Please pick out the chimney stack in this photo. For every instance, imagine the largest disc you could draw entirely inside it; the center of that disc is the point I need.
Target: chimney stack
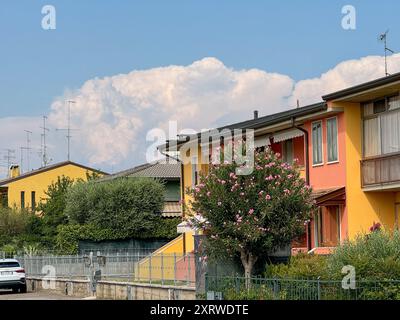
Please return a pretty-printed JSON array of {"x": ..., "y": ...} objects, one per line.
[{"x": 255, "y": 114}]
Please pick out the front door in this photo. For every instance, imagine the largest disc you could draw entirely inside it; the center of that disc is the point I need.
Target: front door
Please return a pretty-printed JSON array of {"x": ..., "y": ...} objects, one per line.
[{"x": 327, "y": 227}]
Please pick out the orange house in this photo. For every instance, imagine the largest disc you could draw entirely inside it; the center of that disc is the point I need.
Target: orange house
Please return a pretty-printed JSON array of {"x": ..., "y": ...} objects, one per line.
[{"x": 348, "y": 147}]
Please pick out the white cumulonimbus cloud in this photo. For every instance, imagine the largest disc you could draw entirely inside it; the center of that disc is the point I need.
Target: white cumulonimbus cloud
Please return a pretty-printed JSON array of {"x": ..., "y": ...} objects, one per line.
[{"x": 114, "y": 114}]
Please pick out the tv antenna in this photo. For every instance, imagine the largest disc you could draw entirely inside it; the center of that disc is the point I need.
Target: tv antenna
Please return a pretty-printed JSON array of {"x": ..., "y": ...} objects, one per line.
[
  {"x": 383, "y": 38},
  {"x": 68, "y": 129},
  {"x": 9, "y": 157},
  {"x": 43, "y": 150},
  {"x": 28, "y": 149}
]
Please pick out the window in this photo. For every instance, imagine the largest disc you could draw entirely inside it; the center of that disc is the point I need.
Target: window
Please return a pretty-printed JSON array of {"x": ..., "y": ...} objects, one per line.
[
  {"x": 194, "y": 171},
  {"x": 22, "y": 199},
  {"x": 332, "y": 132},
  {"x": 33, "y": 200},
  {"x": 381, "y": 126},
  {"x": 317, "y": 142},
  {"x": 327, "y": 227},
  {"x": 287, "y": 151}
]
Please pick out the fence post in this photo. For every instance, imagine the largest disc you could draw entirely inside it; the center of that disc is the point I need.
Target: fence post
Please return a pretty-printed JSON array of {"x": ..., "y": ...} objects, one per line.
[
  {"x": 275, "y": 289},
  {"x": 319, "y": 288},
  {"x": 162, "y": 268},
  {"x": 189, "y": 280},
  {"x": 150, "y": 267},
  {"x": 206, "y": 282},
  {"x": 174, "y": 268}
]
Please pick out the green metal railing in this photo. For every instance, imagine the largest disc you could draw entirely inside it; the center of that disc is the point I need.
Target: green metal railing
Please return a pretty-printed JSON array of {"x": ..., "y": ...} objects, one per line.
[{"x": 234, "y": 288}]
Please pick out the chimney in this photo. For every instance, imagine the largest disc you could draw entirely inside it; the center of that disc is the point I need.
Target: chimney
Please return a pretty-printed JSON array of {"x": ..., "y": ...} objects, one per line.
[
  {"x": 255, "y": 114},
  {"x": 14, "y": 171}
]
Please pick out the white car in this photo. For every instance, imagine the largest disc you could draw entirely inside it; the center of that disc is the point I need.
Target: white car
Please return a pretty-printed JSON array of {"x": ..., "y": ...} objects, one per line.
[{"x": 12, "y": 275}]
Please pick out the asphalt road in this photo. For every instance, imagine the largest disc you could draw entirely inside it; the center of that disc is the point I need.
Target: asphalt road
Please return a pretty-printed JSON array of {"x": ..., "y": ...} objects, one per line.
[{"x": 8, "y": 295}]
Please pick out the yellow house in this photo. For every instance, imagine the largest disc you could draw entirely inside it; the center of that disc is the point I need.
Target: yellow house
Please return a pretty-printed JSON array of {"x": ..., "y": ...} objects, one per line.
[
  {"x": 28, "y": 189},
  {"x": 349, "y": 147}
]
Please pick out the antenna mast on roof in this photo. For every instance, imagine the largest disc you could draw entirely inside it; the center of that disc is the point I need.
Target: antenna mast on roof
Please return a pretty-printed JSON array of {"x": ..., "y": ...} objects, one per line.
[
  {"x": 43, "y": 153},
  {"x": 28, "y": 149},
  {"x": 9, "y": 157},
  {"x": 68, "y": 129},
  {"x": 383, "y": 37}
]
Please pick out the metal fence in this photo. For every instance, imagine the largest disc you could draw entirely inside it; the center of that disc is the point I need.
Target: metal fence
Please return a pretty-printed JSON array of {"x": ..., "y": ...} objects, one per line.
[
  {"x": 156, "y": 268},
  {"x": 233, "y": 288}
]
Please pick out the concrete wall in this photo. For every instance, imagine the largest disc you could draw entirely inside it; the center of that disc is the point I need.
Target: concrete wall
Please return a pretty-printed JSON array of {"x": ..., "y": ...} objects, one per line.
[
  {"x": 133, "y": 291},
  {"x": 109, "y": 290},
  {"x": 74, "y": 288}
]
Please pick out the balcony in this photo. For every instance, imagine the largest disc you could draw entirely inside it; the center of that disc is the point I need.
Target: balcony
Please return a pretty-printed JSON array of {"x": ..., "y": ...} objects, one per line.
[{"x": 381, "y": 173}]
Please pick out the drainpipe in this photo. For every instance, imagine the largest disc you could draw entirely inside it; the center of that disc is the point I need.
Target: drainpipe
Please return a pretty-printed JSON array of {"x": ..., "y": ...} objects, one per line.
[
  {"x": 307, "y": 167},
  {"x": 182, "y": 188}
]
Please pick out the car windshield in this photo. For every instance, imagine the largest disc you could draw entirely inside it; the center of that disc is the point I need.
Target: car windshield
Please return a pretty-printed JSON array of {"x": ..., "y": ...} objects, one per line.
[{"x": 9, "y": 264}]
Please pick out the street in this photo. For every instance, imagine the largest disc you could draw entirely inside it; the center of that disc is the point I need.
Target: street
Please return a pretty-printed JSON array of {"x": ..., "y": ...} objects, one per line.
[{"x": 43, "y": 295}]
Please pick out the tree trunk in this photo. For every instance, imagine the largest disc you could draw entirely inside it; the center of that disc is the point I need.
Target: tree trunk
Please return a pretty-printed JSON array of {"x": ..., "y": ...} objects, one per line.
[{"x": 248, "y": 261}]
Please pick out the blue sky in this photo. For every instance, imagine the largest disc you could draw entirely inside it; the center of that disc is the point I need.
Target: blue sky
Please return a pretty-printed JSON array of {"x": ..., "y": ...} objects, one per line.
[
  {"x": 99, "y": 38},
  {"x": 116, "y": 58}
]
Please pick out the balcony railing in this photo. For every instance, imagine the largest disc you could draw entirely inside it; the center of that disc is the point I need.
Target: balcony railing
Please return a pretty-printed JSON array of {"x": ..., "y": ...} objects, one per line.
[{"x": 380, "y": 171}]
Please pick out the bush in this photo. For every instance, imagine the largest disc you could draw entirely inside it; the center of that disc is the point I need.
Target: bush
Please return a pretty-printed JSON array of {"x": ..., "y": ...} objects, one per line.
[
  {"x": 128, "y": 205},
  {"x": 301, "y": 267},
  {"x": 250, "y": 215},
  {"x": 374, "y": 256},
  {"x": 68, "y": 237}
]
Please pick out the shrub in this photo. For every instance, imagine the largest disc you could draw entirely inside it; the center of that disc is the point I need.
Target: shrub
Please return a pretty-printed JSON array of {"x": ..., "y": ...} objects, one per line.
[
  {"x": 302, "y": 266},
  {"x": 68, "y": 237},
  {"x": 374, "y": 256},
  {"x": 128, "y": 205},
  {"x": 251, "y": 215}
]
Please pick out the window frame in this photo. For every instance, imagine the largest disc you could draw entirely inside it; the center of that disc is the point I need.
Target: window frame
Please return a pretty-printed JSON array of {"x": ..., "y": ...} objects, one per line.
[
  {"x": 33, "y": 200},
  {"x": 337, "y": 140},
  {"x": 195, "y": 171},
  {"x": 322, "y": 143},
  {"x": 377, "y": 116},
  {"x": 283, "y": 148}
]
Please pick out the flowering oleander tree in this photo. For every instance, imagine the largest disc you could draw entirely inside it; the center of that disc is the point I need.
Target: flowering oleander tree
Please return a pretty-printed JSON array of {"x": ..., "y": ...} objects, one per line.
[{"x": 251, "y": 215}]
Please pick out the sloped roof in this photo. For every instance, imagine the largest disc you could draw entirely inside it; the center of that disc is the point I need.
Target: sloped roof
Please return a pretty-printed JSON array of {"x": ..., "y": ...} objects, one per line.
[
  {"x": 264, "y": 121},
  {"x": 172, "y": 209},
  {"x": 159, "y": 169},
  {"x": 48, "y": 168},
  {"x": 326, "y": 196}
]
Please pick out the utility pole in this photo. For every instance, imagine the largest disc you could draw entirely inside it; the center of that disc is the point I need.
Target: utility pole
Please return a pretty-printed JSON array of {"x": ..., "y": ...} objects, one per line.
[
  {"x": 68, "y": 129},
  {"x": 28, "y": 149},
  {"x": 43, "y": 154}
]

*Given exercise:*
In the entries above, take the line containing "Please pick out the bush" and each later line through the last, and repeat them exactly. Output nothing else.

*Solution to this exercise:*
Please pick out the bush in this photo. For every instance, imagine the largest disc you could draw entirely inside it; the center of that disc is the point I need.
Target: bush
Please return a pretty-printed JSON array of {"x": ..., "y": ...} objects, one per line.
[
  {"x": 128, "y": 205},
  {"x": 301, "y": 267},
  {"x": 250, "y": 215},
  {"x": 374, "y": 256},
  {"x": 68, "y": 237}
]
Please pick out the shrub in this photo. For every instance, imagine the largest disc you could draw entirely inside it; the center of that disc is the point I need.
Target: shrub
Please return a pretty-printed JSON array of {"x": ..., "y": ...} objects, one per line.
[
  {"x": 302, "y": 266},
  {"x": 68, "y": 237},
  {"x": 374, "y": 256},
  {"x": 128, "y": 205},
  {"x": 251, "y": 215}
]
Please pick out the window frame in this photo. For every instance, imagine the largest disc you could draw entirely inside it; the center of that disc is the point I need.
Target: window frame
Please return a pretty-printed JSON array of {"x": ..., "y": ...} objects, one per line.
[
  {"x": 33, "y": 200},
  {"x": 337, "y": 140},
  {"x": 195, "y": 171},
  {"x": 322, "y": 143},
  {"x": 377, "y": 116},
  {"x": 283, "y": 148}
]
Please pick out the flowering oleander tree in this photo. For every instance, imagine the largest disc you could draw entirely inside it; the center of that disc is the point I need.
Target: flowering oleander tree
Please return a pretty-printed JSON array of {"x": ..., "y": ...} objects, one per line.
[{"x": 251, "y": 215}]
Please pick out the sloped roof in this photo. For every instance, imagine the largest disc you could draw entirely inside it; the center of that disc is the point I need.
Target: sloped roof
Please return a pretty-printed JSON array of {"x": ..., "y": ...} objects, one per line.
[
  {"x": 264, "y": 121},
  {"x": 172, "y": 209},
  {"x": 159, "y": 169},
  {"x": 48, "y": 168},
  {"x": 326, "y": 196}
]
Please pick out the utility pole in this photo. For every instance, imagine the largest disc you could draw entirely inside it; the center of that disc is the point I need.
Target: utility pole
Please return a pretty-printed JSON array of {"x": ..., "y": ...} objects, one per line.
[
  {"x": 68, "y": 129},
  {"x": 28, "y": 149},
  {"x": 43, "y": 154}
]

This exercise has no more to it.